* _Directions for this task_
Having located "range of forested" in the records below, repeat exactly the line it is on and all subsequent lines, ending with the last.

* _Input records_

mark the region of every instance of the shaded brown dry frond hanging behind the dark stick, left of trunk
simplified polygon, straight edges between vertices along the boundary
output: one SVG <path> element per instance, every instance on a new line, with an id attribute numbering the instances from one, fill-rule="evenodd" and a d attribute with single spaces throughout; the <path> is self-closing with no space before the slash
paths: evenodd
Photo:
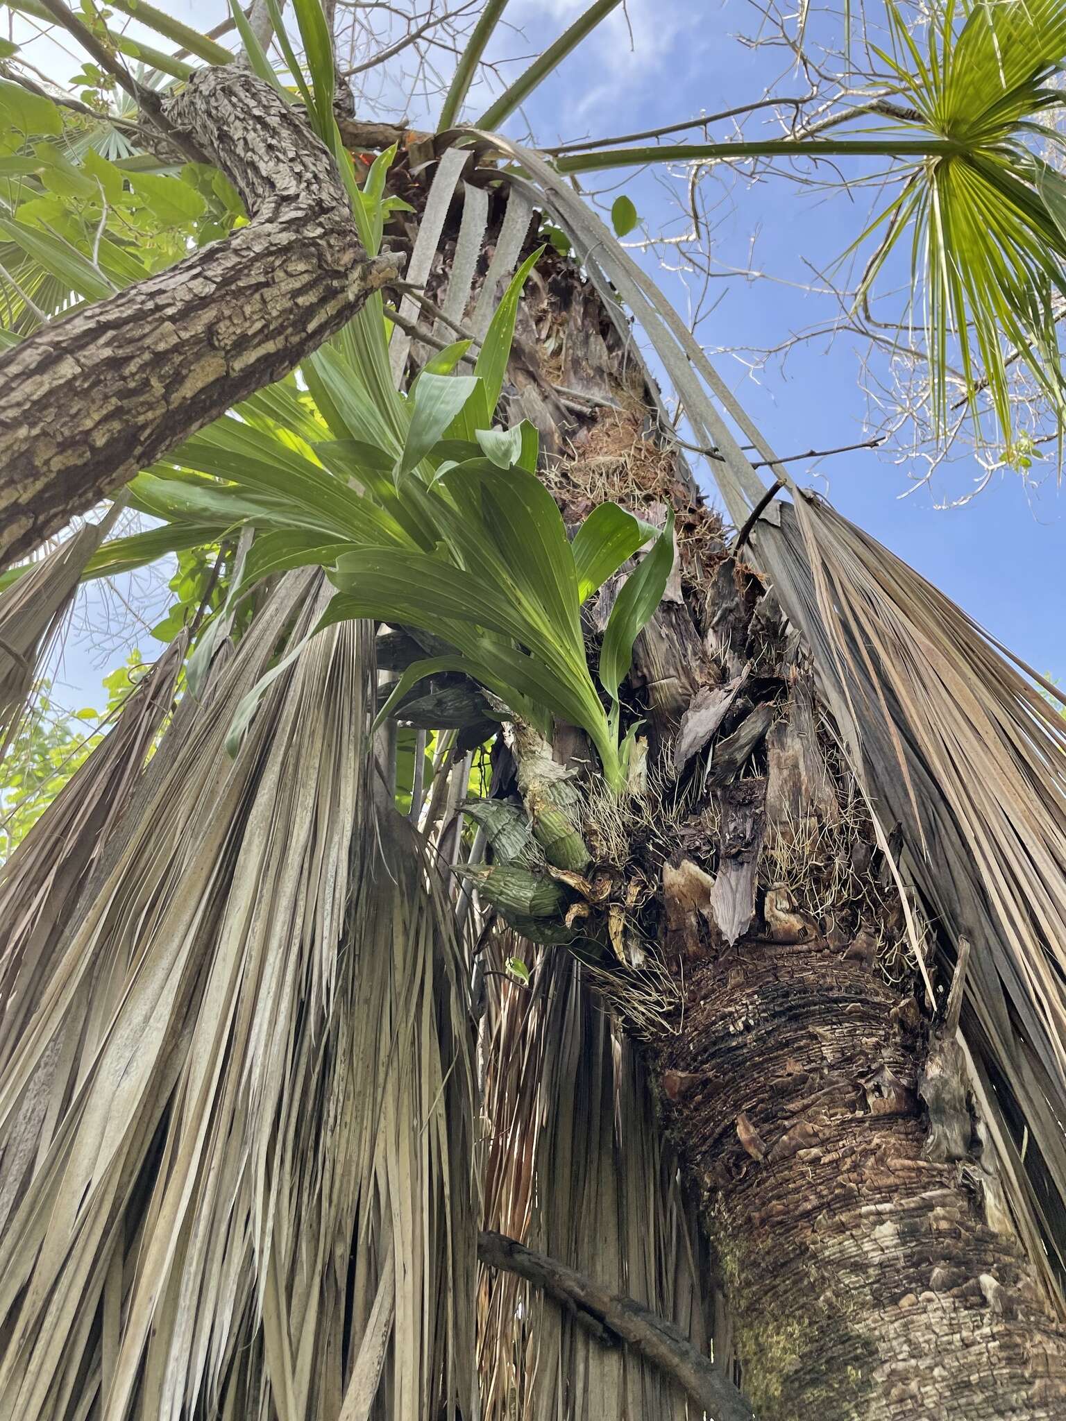
<path id="1" fill-rule="evenodd" d="M 709 1286 L 677 1161 L 638 1056 L 581 968 L 543 951 L 529 990 L 495 995 L 489 1033 L 483 1226 L 594 1270 L 706 1347 Z M 486 1421 L 689 1414 L 657 1371 L 513 1275 L 483 1272 L 479 1323 Z"/>

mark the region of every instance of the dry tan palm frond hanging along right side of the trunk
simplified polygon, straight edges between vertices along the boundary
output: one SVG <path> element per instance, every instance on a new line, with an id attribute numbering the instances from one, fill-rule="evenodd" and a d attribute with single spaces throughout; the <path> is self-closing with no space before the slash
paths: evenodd
<path id="1" fill-rule="evenodd" d="M 1021 1232 L 1060 1296 L 1066 720 L 1040 691 L 1059 692 L 827 504 L 782 513 L 758 533 L 759 554 L 849 759 L 881 831 L 903 826 L 903 868 L 942 939 L 974 944 L 962 1027 Z"/>

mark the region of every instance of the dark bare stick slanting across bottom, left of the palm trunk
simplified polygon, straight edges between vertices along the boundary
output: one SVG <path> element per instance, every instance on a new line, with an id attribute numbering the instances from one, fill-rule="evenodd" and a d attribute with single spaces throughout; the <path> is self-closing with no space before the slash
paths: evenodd
<path id="1" fill-rule="evenodd" d="M 489 1268 L 517 1273 L 567 1309 L 621 1337 L 634 1351 L 665 1373 L 715 1421 L 755 1421 L 750 1405 L 672 1323 L 631 1297 L 611 1293 L 584 1273 L 546 1253 L 536 1253 L 502 1233 L 478 1238 L 478 1258 Z"/>

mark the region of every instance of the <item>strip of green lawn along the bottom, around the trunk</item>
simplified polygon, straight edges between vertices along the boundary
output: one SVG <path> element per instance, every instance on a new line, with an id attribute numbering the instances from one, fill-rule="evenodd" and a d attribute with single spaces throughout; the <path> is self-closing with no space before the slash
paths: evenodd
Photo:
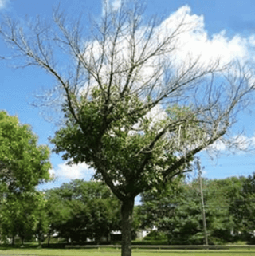
<path id="1" fill-rule="evenodd" d="M 12 255 L 51 255 L 51 256 L 73 256 L 73 255 L 80 255 L 80 256 L 111 256 L 111 255 L 120 255 L 120 249 L 118 250 L 112 250 L 112 249 L 100 249 L 100 250 L 82 250 L 82 249 L 8 249 L 8 250 L 0 250 L 0 256 L 6 255 L 6 254 L 12 254 Z M 172 250 L 170 251 L 159 251 L 159 250 L 147 250 L 147 251 L 139 251 L 139 250 L 133 250 L 133 256 L 248 256 L 253 255 L 255 256 L 255 250 L 240 250 L 240 249 L 234 249 L 234 250 Z"/>

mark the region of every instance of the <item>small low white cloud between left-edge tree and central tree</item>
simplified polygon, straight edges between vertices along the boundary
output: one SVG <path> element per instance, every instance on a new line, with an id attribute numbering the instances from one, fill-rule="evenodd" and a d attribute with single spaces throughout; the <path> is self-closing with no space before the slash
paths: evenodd
<path id="1" fill-rule="evenodd" d="M 90 179 L 95 173 L 95 170 L 89 168 L 86 163 L 73 164 L 71 166 L 66 163 L 60 163 L 57 165 L 56 170 L 49 171 L 51 175 L 56 178 L 65 177 L 68 179 Z"/>

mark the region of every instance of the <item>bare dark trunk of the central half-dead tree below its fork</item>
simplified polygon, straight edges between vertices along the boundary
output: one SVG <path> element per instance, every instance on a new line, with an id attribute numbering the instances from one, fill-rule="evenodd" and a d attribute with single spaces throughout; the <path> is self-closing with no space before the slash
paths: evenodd
<path id="1" fill-rule="evenodd" d="M 121 206 L 122 245 L 121 256 L 131 256 L 131 223 L 135 199 L 125 199 Z"/>

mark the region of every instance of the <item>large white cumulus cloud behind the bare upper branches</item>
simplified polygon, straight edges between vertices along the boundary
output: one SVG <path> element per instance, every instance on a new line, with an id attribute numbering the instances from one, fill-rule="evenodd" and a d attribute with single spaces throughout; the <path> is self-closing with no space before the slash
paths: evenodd
<path id="1" fill-rule="evenodd" d="M 106 0 L 105 6 L 111 6 L 113 10 L 118 10 L 121 5 L 121 0 Z M 106 8 L 104 6 L 104 8 Z M 182 26 L 180 26 L 182 24 Z M 144 50 L 144 45 L 147 45 L 147 37 L 144 36 L 147 31 L 147 26 L 141 26 L 135 34 L 137 45 L 135 61 L 138 61 L 140 54 Z M 175 30 L 178 33 L 175 33 Z M 203 69 L 208 69 L 208 66 L 212 63 L 217 63 L 220 60 L 220 67 L 225 66 L 231 61 L 239 60 L 242 63 L 251 59 L 250 50 L 255 45 L 255 37 L 241 37 L 236 35 L 234 37 L 227 37 L 225 31 L 221 33 L 215 33 L 210 36 L 205 29 L 205 21 L 202 15 L 193 14 L 190 6 L 182 6 L 179 10 L 170 14 L 159 26 L 155 27 L 155 33 L 151 35 L 151 42 L 147 45 L 144 56 L 149 55 L 151 51 L 155 50 L 158 45 L 162 44 L 167 37 L 171 37 L 170 45 L 167 45 L 169 49 L 166 49 L 164 56 L 156 54 L 147 60 L 146 65 L 143 65 L 142 69 L 135 72 L 135 85 L 132 89 L 142 88 L 144 84 L 153 83 L 155 74 L 159 72 L 159 67 L 170 65 L 171 73 L 176 73 L 176 79 L 181 76 L 180 72 L 185 73 L 186 69 L 189 69 L 190 65 L 197 62 L 195 65 L 196 70 L 202 72 Z M 103 83 L 108 84 L 109 76 L 113 68 L 113 72 L 116 76 L 113 76 L 113 82 L 116 85 L 124 85 L 125 75 L 118 76 L 121 72 L 127 69 L 127 63 L 130 63 L 131 56 L 131 35 L 126 34 L 124 37 L 120 37 L 116 41 L 116 61 L 113 63 L 113 67 L 109 65 L 108 60 L 111 59 L 112 38 L 108 37 L 104 43 L 104 49 L 99 41 L 88 41 L 88 50 L 84 57 L 91 59 L 89 54 L 93 54 L 92 59 L 95 60 L 95 70 L 99 70 L 96 65 L 101 63 L 100 57 L 102 54 L 108 55 L 108 58 L 104 58 L 104 65 L 100 67 L 100 77 Z M 168 53 L 166 53 L 168 50 Z M 89 61 L 88 61 L 89 62 Z M 196 72 L 194 70 L 194 73 Z M 163 72 L 163 69 L 160 71 Z M 233 70 L 234 72 L 234 70 Z M 173 76 L 175 77 L 175 76 Z M 182 76 L 181 76 L 182 77 Z M 162 75 L 158 77 L 158 85 L 164 85 L 165 77 Z M 184 79 L 184 78 L 183 78 Z M 255 80 L 254 80 L 255 82 Z M 90 80 L 90 89 L 93 84 L 96 85 L 96 81 Z M 159 89 L 155 86 L 155 89 Z M 85 92 L 85 88 L 83 88 Z M 160 90 L 160 89 L 159 89 Z"/>

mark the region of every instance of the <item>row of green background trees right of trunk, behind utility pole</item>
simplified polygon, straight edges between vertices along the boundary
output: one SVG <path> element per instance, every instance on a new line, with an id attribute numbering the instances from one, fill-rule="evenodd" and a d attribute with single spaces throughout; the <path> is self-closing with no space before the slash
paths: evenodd
<path id="1" fill-rule="evenodd" d="M 255 175 L 202 179 L 202 185 L 209 243 L 254 242 Z M 165 238 L 169 244 L 203 244 L 200 193 L 198 179 L 190 183 L 175 180 L 161 193 L 143 193 L 139 208 L 141 227 L 157 228 L 147 239 Z"/>

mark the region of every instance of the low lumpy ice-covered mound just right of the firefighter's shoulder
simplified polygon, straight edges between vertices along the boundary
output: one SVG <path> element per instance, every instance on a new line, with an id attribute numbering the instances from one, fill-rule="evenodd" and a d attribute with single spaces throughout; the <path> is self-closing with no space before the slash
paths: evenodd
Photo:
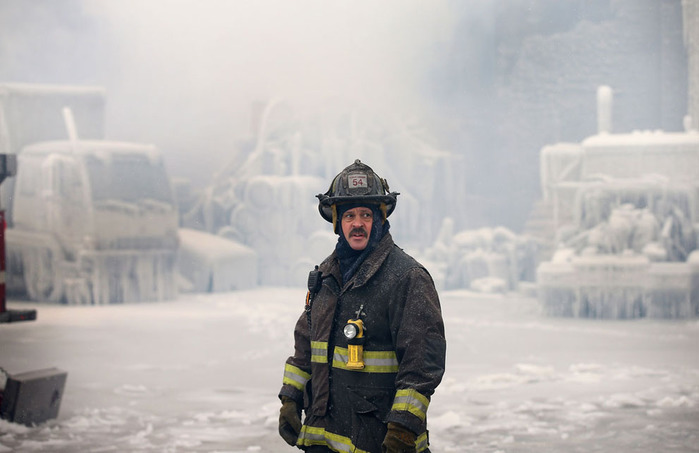
<path id="1" fill-rule="evenodd" d="M 534 281 L 537 257 L 538 241 L 532 238 L 505 227 L 454 233 L 450 218 L 424 253 L 438 286 L 479 292 L 506 292 L 521 282 Z"/>

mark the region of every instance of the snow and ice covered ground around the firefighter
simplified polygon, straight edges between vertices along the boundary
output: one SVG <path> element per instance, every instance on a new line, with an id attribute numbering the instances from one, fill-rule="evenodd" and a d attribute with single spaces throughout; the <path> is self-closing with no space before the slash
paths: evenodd
<path id="1" fill-rule="evenodd" d="M 277 391 L 303 288 L 36 305 L 0 366 L 68 372 L 57 419 L 0 421 L 0 452 L 284 452 Z M 432 451 L 699 451 L 699 321 L 547 318 L 535 299 L 441 294 Z"/>

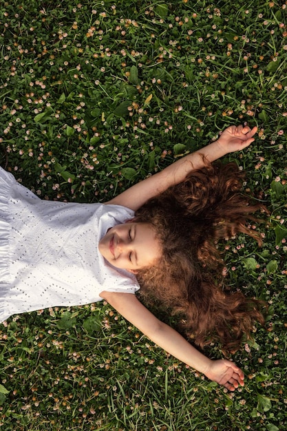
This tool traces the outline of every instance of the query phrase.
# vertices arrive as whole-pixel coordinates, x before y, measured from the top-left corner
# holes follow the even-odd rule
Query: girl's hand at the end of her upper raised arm
[[[224,149],[225,153],[240,151],[253,143],[253,136],[257,132],[257,127],[251,129],[248,126],[230,126],[222,132],[217,139],[217,144]]]

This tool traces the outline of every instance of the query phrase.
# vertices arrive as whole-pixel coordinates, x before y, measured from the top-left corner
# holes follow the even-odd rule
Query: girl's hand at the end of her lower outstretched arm
[[[239,385],[244,386],[244,372],[227,359],[212,361],[209,370],[204,374],[228,390],[235,390]]]

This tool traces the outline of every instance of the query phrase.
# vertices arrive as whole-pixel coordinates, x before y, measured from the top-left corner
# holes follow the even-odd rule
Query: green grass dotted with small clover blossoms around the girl
[[[203,379],[107,304],[45,310],[1,326],[3,430],[286,428],[286,12],[265,0],[1,2],[1,165],[38,196],[108,200],[247,122],[255,143],[225,161],[270,209],[261,249],[241,235],[225,253],[228,284],[270,304],[266,329],[233,355],[242,390]]]

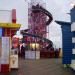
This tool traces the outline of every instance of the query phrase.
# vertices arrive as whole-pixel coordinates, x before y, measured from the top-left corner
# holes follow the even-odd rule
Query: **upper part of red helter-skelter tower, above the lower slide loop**
[[[46,38],[47,26],[52,21],[52,15],[45,9],[45,0],[30,0],[28,5],[28,27],[29,33]],[[47,16],[49,19],[47,20]],[[32,41],[38,42],[38,37],[33,38]]]

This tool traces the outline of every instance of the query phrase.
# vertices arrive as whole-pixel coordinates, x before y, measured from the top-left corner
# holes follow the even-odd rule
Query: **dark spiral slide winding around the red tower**
[[[45,8],[43,8],[43,7],[40,6],[39,4],[37,4],[36,6],[33,5],[31,11],[32,11],[31,15],[32,15],[32,14],[36,15],[36,14],[38,14],[38,13],[42,13],[42,14],[45,15],[46,18],[47,18],[47,17],[49,18],[49,19],[45,22],[45,27],[48,26],[48,25],[52,22],[52,20],[53,20],[53,17],[52,17],[52,15],[51,15],[51,13],[48,12]],[[33,16],[31,16],[31,17],[33,17]],[[41,17],[40,17],[40,18],[41,18]],[[45,20],[46,20],[46,18],[45,18]],[[38,26],[39,26],[39,28],[40,28],[40,25],[38,25]],[[43,26],[43,25],[42,25],[42,26]],[[32,29],[32,28],[31,28],[31,29]],[[40,39],[43,43],[46,42],[46,43],[48,44],[47,46],[44,47],[45,49],[47,49],[47,50],[53,49],[53,43],[52,43],[51,40],[47,39],[46,37],[40,36],[40,34],[39,34],[39,35],[36,34],[36,32],[35,32],[35,33],[31,33],[31,32],[30,32],[31,29],[22,30],[22,31],[21,31],[21,34],[23,35],[23,37],[28,36],[28,37],[34,37],[35,39],[36,39],[36,38],[37,38],[37,39]],[[35,30],[36,30],[36,29],[34,28],[33,31],[35,31]],[[41,30],[41,29],[40,29],[40,30]],[[39,32],[39,30],[38,30],[38,32]]]

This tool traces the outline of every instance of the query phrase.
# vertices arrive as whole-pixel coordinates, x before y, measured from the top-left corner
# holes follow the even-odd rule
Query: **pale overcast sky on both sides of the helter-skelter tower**
[[[62,32],[61,26],[56,24],[54,21],[66,21],[70,22],[71,3],[74,0],[46,0],[46,9],[51,12],[53,21],[49,25],[49,36],[55,47],[62,47]],[[22,29],[28,28],[28,5],[27,0],[0,0],[0,10],[11,10],[16,9],[17,11],[17,23],[21,24]],[[17,32],[19,35],[19,32]]]

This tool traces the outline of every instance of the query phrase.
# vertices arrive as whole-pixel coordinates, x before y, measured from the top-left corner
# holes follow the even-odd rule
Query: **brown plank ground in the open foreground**
[[[5,74],[0,74],[5,75]],[[7,75],[75,75],[63,68],[61,59],[24,60],[19,59],[19,69]]]

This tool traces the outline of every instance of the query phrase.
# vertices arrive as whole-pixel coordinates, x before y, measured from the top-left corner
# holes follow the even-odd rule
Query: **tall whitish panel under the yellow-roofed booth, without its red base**
[[[9,64],[10,39],[2,37],[2,56],[1,64]]]

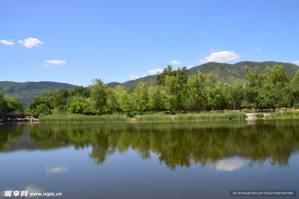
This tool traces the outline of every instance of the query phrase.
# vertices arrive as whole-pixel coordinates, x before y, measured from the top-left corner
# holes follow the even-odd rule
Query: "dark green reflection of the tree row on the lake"
[[[266,160],[287,166],[292,153],[298,152],[298,121],[36,124],[29,127],[29,132],[30,138],[45,149],[91,146],[89,156],[99,165],[110,155],[134,150],[142,159],[157,156],[170,169],[198,163],[221,170],[243,166],[238,162],[226,167],[222,164],[223,159],[234,157],[249,159],[249,167],[263,165]],[[4,142],[21,132],[4,131]]]

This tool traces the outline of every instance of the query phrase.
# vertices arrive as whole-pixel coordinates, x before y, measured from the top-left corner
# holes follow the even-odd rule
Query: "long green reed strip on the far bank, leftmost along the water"
[[[103,116],[86,116],[80,114],[48,115],[39,118],[42,123],[80,123],[80,122],[124,122],[129,121],[128,116],[119,114]]]

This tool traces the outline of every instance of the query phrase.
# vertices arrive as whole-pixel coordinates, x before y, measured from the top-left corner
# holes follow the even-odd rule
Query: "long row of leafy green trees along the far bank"
[[[223,110],[275,110],[281,107],[299,107],[299,70],[290,81],[281,65],[259,67],[247,72],[245,84],[222,84],[213,72],[187,76],[187,68],[173,69],[171,65],[157,74],[156,81],[140,82],[129,90],[118,85],[110,88],[102,80],[74,86],[73,89],[43,92],[35,96],[25,111],[34,117],[40,114],[77,113],[86,115],[212,112]],[[1,98],[0,98],[1,99]]]

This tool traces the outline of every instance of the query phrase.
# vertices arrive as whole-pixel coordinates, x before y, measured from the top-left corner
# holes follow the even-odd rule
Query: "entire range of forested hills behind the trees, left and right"
[[[248,66],[249,69],[254,69],[256,66],[259,66],[260,70],[264,72],[267,66],[273,65],[283,65],[284,70],[292,79],[299,69],[299,67],[292,63],[282,63],[282,62],[251,62],[244,61],[238,62],[235,64],[228,63],[216,63],[216,62],[208,62],[199,66],[195,66],[187,70],[187,75],[192,76],[196,75],[198,71],[202,73],[212,72],[215,74],[215,78],[217,81],[221,81],[222,83],[234,83],[235,81],[239,83],[246,82],[246,71],[244,70],[244,66]],[[156,75],[148,75],[143,78],[138,78],[135,80],[126,81],[124,83],[118,82],[110,82],[107,83],[109,87],[115,88],[117,85],[121,85],[126,89],[129,89],[130,86],[137,86],[137,84],[141,81],[144,82],[154,82],[156,80]],[[41,95],[44,91],[58,91],[61,88],[72,89],[74,85],[68,83],[58,83],[58,82],[49,82],[49,81],[41,81],[41,82],[12,82],[12,81],[0,81],[0,90],[10,97],[17,97],[22,102],[23,105],[28,106],[30,101],[33,99],[35,95]]]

* _Expected answer_
Query: "entire range of forested hills behind the trees, left and right"
[[[248,66],[249,69],[254,69],[256,66],[259,66],[260,70],[264,72],[267,66],[273,65],[283,65],[284,70],[292,79],[299,69],[299,67],[292,63],[282,63],[282,62],[251,62],[244,61],[238,62],[235,64],[228,63],[216,63],[216,62],[208,62],[199,66],[195,66],[187,70],[187,75],[192,76],[196,75],[198,71],[202,73],[212,72],[215,74],[215,78],[217,81],[221,81],[222,83],[234,83],[235,81],[239,83],[246,82],[246,71],[244,70],[244,66]],[[156,75],[148,75],[143,78],[138,78],[135,80],[126,81],[124,83],[118,82],[110,82],[107,83],[109,87],[115,88],[117,85],[121,85],[126,89],[129,89],[130,86],[137,86],[137,84],[141,81],[144,82],[154,82],[156,80]],[[41,95],[44,91],[58,91],[61,88],[72,89],[74,85],[68,83],[58,83],[58,82],[49,82],[49,81],[41,81],[41,82],[12,82],[12,81],[0,81],[0,90],[10,97],[17,97],[22,102],[23,105],[28,106],[30,101],[33,99],[35,95]]]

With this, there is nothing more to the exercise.